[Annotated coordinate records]
━━━━━━━━━━

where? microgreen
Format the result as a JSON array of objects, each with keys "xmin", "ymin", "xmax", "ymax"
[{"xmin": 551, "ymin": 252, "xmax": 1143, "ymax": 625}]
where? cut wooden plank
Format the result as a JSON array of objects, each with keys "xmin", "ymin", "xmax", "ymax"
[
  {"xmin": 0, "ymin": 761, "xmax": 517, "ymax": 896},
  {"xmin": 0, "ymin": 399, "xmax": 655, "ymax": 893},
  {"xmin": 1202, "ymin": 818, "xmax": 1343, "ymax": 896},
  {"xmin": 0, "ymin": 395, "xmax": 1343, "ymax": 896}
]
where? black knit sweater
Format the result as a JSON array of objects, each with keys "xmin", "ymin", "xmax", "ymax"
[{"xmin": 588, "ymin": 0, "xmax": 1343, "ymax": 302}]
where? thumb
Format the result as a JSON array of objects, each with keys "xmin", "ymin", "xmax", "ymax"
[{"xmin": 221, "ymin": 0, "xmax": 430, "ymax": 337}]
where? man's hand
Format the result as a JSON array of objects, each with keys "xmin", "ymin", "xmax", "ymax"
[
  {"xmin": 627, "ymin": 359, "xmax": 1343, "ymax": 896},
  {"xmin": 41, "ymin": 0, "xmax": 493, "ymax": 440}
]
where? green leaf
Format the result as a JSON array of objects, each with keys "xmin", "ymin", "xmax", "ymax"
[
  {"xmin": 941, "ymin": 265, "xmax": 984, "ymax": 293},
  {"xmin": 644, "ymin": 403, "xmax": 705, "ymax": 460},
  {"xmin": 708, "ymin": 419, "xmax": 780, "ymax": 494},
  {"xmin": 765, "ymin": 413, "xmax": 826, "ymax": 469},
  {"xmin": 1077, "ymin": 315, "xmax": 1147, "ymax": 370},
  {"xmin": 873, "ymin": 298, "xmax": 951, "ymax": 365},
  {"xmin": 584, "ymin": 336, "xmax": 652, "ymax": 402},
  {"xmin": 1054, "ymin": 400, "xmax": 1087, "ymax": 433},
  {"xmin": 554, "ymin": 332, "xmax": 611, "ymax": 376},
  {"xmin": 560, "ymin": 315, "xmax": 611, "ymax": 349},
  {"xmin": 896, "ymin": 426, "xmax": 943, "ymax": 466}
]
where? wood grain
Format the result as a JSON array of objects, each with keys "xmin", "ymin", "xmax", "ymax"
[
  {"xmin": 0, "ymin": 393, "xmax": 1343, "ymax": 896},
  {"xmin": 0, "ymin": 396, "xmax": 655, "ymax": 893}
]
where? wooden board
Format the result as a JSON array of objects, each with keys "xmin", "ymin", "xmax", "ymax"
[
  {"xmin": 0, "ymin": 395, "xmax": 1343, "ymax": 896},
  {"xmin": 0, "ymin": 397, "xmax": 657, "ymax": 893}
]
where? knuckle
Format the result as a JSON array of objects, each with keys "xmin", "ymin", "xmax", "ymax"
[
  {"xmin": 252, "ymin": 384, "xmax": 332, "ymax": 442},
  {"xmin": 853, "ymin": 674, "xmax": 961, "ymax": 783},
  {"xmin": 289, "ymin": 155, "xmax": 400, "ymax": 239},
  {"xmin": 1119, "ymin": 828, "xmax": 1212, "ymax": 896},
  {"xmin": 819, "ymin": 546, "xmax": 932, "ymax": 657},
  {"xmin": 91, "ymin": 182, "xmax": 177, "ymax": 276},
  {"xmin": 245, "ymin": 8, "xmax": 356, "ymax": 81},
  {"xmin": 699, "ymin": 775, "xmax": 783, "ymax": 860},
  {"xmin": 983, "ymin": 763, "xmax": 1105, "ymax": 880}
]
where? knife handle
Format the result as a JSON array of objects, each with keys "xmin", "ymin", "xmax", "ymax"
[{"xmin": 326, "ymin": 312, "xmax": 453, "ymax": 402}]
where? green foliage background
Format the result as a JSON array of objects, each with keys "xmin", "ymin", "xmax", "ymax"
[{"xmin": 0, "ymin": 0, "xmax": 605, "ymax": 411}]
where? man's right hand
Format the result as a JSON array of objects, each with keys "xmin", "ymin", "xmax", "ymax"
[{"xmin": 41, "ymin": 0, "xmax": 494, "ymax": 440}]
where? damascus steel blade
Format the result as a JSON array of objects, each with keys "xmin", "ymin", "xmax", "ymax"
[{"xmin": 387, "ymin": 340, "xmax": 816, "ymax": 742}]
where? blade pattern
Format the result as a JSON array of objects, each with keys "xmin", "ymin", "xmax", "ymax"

━━━━━━━━━━

## Problem details
State how many lines in the listing above contain the string "wooden", treating uppercase and lowercase letters as different. Give only the number.

## Full output
2